Stored records:
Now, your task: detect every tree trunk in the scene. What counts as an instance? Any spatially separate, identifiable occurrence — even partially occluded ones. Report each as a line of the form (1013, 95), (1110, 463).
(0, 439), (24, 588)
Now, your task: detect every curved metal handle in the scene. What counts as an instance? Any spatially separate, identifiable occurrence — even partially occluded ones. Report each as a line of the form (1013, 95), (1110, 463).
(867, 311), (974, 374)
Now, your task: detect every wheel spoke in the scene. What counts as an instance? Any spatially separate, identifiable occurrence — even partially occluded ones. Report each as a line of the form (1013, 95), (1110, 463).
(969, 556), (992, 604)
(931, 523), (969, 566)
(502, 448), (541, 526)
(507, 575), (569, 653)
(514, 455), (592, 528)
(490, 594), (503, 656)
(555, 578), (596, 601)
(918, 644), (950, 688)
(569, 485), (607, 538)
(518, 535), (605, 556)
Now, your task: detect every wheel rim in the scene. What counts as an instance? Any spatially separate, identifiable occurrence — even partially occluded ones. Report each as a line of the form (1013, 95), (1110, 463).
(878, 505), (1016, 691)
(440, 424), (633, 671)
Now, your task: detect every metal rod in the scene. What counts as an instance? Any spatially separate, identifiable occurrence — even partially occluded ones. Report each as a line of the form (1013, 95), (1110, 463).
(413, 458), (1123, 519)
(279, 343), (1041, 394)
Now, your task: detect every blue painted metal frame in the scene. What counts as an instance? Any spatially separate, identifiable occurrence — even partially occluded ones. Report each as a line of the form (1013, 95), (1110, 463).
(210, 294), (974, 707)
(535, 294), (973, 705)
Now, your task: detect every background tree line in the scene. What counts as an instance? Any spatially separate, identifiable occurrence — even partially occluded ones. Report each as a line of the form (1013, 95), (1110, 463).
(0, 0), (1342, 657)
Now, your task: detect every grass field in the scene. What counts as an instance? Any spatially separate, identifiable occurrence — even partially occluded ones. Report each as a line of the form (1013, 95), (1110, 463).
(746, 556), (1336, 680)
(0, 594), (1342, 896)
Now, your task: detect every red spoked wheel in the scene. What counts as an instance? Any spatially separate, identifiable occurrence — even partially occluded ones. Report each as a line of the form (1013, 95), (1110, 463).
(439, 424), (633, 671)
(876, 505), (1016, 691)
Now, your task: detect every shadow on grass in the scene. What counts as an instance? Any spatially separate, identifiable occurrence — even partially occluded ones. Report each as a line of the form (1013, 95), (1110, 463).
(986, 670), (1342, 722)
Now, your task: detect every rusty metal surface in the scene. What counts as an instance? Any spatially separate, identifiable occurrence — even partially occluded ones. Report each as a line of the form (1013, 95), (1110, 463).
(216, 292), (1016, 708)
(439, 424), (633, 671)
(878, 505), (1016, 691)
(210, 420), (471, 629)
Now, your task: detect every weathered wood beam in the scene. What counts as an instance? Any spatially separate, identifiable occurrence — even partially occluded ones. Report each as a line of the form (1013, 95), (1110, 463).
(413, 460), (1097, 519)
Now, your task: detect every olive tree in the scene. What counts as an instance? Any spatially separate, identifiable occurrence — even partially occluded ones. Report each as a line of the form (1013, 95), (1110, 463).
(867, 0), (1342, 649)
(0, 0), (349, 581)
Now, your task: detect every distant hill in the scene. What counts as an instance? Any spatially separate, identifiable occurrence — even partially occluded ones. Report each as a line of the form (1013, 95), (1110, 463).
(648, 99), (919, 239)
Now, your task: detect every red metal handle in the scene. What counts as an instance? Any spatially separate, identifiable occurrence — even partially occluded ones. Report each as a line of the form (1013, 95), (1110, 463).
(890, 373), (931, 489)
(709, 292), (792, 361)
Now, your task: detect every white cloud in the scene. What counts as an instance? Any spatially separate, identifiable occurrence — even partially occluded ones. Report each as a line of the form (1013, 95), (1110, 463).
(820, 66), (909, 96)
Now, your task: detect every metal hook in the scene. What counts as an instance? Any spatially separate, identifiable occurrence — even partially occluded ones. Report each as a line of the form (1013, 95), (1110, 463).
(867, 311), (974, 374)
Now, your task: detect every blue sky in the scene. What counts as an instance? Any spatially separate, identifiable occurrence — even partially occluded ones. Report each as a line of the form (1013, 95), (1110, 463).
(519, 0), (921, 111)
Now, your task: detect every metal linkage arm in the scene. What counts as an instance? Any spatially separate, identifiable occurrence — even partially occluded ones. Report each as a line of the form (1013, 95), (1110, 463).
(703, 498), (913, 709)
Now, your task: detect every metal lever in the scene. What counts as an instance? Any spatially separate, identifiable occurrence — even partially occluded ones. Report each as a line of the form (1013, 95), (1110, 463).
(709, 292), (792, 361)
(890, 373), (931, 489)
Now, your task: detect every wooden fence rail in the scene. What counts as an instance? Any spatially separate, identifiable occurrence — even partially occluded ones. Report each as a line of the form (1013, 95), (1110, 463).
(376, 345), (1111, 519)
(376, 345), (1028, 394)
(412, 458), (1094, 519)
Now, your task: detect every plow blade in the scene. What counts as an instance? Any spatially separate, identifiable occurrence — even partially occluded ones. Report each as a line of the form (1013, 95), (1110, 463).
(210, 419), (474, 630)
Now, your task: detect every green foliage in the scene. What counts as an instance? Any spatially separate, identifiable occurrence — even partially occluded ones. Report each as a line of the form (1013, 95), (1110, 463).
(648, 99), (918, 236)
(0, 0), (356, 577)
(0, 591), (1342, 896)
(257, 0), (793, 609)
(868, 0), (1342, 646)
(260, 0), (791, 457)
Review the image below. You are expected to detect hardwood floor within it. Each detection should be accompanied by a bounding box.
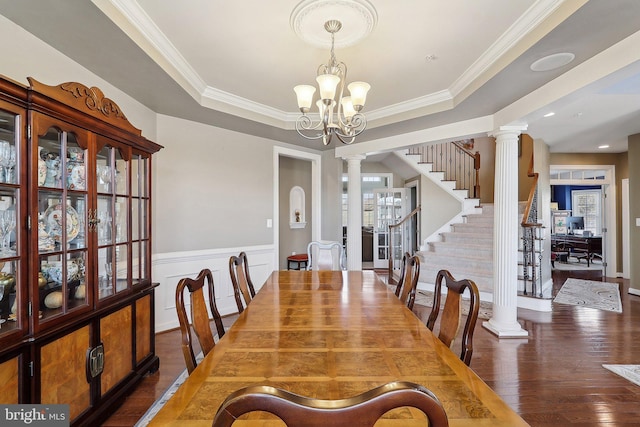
[102,271,640,427]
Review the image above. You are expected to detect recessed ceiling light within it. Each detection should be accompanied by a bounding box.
[530,52,576,71]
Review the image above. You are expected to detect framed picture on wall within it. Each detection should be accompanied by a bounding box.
[551,211,571,234]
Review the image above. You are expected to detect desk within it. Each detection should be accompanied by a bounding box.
[551,234,602,266]
[150,270,528,427]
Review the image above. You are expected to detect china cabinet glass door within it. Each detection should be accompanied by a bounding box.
[0,102,23,340]
[131,154,151,285]
[32,126,89,323]
[95,142,130,299]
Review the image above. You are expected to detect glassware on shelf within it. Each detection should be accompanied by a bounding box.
[0,209,16,256]
[44,153,62,188]
[0,141,9,183]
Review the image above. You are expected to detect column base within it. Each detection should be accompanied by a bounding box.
[482,320,529,338]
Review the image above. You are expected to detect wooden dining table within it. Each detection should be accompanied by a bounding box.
[150,270,528,427]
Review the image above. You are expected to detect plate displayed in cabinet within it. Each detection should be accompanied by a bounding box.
[68,164,86,190]
[44,204,80,242]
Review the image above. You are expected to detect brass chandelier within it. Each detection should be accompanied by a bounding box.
[293,19,371,145]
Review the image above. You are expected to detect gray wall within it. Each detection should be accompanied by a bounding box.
[320,150,342,243]
[154,116,274,253]
[278,156,315,270]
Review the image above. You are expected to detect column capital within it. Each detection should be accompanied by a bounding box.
[342,154,367,161]
[488,124,529,137]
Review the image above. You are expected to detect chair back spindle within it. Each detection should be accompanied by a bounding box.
[176,269,224,374]
[212,381,449,427]
[427,270,480,366]
[229,252,256,313]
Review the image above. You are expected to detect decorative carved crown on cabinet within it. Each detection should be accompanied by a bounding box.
[0,76,162,426]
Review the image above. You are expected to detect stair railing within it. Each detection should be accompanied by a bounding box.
[408,139,480,199]
[520,153,544,298]
[387,206,420,285]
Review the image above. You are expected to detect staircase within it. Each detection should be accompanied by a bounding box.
[396,145,551,311]
[418,204,493,299]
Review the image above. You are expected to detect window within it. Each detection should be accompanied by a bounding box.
[342,173,392,227]
[571,189,602,236]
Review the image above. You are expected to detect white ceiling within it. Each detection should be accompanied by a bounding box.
[0,0,640,152]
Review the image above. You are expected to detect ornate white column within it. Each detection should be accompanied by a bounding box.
[344,155,366,270]
[482,126,528,338]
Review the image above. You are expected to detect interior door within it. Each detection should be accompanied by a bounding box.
[373,188,407,268]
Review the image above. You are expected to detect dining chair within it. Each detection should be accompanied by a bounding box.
[396,252,420,310]
[427,270,480,366]
[176,268,224,374]
[212,381,449,427]
[229,252,256,313]
[307,241,346,270]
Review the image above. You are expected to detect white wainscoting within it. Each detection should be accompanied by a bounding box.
[152,245,276,332]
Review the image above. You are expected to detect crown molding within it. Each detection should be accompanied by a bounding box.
[91,0,565,129]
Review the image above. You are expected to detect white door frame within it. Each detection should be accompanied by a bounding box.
[620,178,631,279]
[549,165,618,277]
[274,146,322,266]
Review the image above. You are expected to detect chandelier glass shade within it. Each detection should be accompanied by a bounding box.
[293,20,371,145]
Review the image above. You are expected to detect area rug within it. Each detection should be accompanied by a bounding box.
[134,352,205,427]
[602,365,640,386]
[135,369,189,427]
[553,278,622,313]
[552,258,602,271]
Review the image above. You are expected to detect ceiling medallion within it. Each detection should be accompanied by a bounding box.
[530,52,576,71]
[289,0,378,49]
[293,19,371,145]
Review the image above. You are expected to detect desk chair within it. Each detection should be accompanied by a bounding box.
[307,242,346,270]
[176,268,224,374]
[212,381,449,427]
[229,252,256,313]
[396,252,420,310]
[427,270,480,366]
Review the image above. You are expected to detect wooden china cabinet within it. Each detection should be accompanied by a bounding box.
[0,78,162,425]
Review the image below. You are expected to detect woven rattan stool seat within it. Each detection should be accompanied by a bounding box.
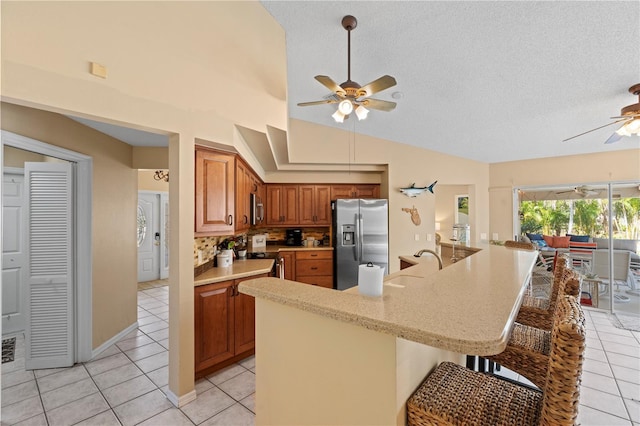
[407,362,542,426]
[407,296,585,426]
[516,255,580,330]
[487,323,551,388]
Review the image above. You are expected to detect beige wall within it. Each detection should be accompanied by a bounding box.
[288,120,489,272]
[489,151,640,240]
[0,1,287,402]
[435,185,473,241]
[138,170,169,192]
[131,146,169,169]
[2,146,51,169]
[1,103,137,348]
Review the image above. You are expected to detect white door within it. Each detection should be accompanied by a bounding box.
[137,191,164,282]
[24,162,75,370]
[2,169,27,334]
[160,193,169,279]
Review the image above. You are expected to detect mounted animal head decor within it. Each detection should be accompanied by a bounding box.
[400,181,438,198]
[402,206,421,226]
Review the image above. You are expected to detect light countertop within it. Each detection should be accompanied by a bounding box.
[258,245,333,253]
[239,245,536,355]
[194,259,275,287]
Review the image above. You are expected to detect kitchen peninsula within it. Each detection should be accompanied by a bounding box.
[239,246,536,425]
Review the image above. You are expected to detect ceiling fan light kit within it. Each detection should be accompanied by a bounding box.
[298,15,396,123]
[563,83,640,144]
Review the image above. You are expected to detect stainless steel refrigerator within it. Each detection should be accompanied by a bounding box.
[331,199,389,290]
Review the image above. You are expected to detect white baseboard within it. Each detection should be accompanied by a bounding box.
[167,389,196,408]
[86,321,138,361]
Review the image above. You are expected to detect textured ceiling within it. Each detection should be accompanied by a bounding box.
[262,1,640,163]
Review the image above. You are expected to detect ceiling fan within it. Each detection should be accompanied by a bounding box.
[556,185,600,197]
[562,84,640,143]
[298,15,396,123]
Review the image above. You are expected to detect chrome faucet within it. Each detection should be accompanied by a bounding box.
[414,249,442,269]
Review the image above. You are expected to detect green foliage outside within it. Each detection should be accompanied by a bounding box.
[520,198,640,239]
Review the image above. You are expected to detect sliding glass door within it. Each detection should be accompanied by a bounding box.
[514,182,640,315]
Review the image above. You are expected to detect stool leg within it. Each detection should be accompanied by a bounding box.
[467,355,476,370]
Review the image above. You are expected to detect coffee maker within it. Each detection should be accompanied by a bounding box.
[284,228,302,246]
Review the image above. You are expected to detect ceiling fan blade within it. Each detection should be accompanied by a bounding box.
[604,126,622,144]
[298,99,338,106]
[360,98,396,111]
[358,75,397,97]
[562,117,629,142]
[314,75,347,97]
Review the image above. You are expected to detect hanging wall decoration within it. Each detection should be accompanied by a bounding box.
[400,181,438,198]
[402,206,421,226]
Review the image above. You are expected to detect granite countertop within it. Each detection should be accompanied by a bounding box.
[265,245,333,253]
[239,245,536,355]
[194,259,275,287]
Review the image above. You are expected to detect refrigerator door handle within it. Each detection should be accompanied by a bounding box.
[357,213,364,263]
[353,213,360,262]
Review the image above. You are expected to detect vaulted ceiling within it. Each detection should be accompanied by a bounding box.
[262,1,640,163]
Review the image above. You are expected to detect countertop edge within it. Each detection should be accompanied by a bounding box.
[193,259,274,287]
[239,245,535,356]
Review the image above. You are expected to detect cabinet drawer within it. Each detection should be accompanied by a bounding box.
[296,275,333,288]
[296,250,333,260]
[296,259,333,281]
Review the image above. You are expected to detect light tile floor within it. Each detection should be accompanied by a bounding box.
[1,281,255,426]
[2,282,640,426]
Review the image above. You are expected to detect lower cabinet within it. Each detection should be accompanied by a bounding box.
[296,250,333,288]
[194,274,267,378]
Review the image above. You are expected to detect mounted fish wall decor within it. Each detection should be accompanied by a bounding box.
[400,181,438,198]
[402,206,422,226]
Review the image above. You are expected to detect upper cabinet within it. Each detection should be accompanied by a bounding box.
[195,146,264,236]
[195,148,235,235]
[235,159,254,232]
[331,184,380,200]
[266,184,299,226]
[298,185,331,226]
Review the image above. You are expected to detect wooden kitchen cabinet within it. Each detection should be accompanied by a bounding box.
[331,184,380,200]
[266,184,299,226]
[195,147,235,236]
[235,159,255,232]
[194,280,235,373]
[194,274,268,377]
[295,250,333,288]
[298,185,331,226]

Short problem | State how many lines in the material above contain the word "below". Reply with the number alone.

Finished exercise | 2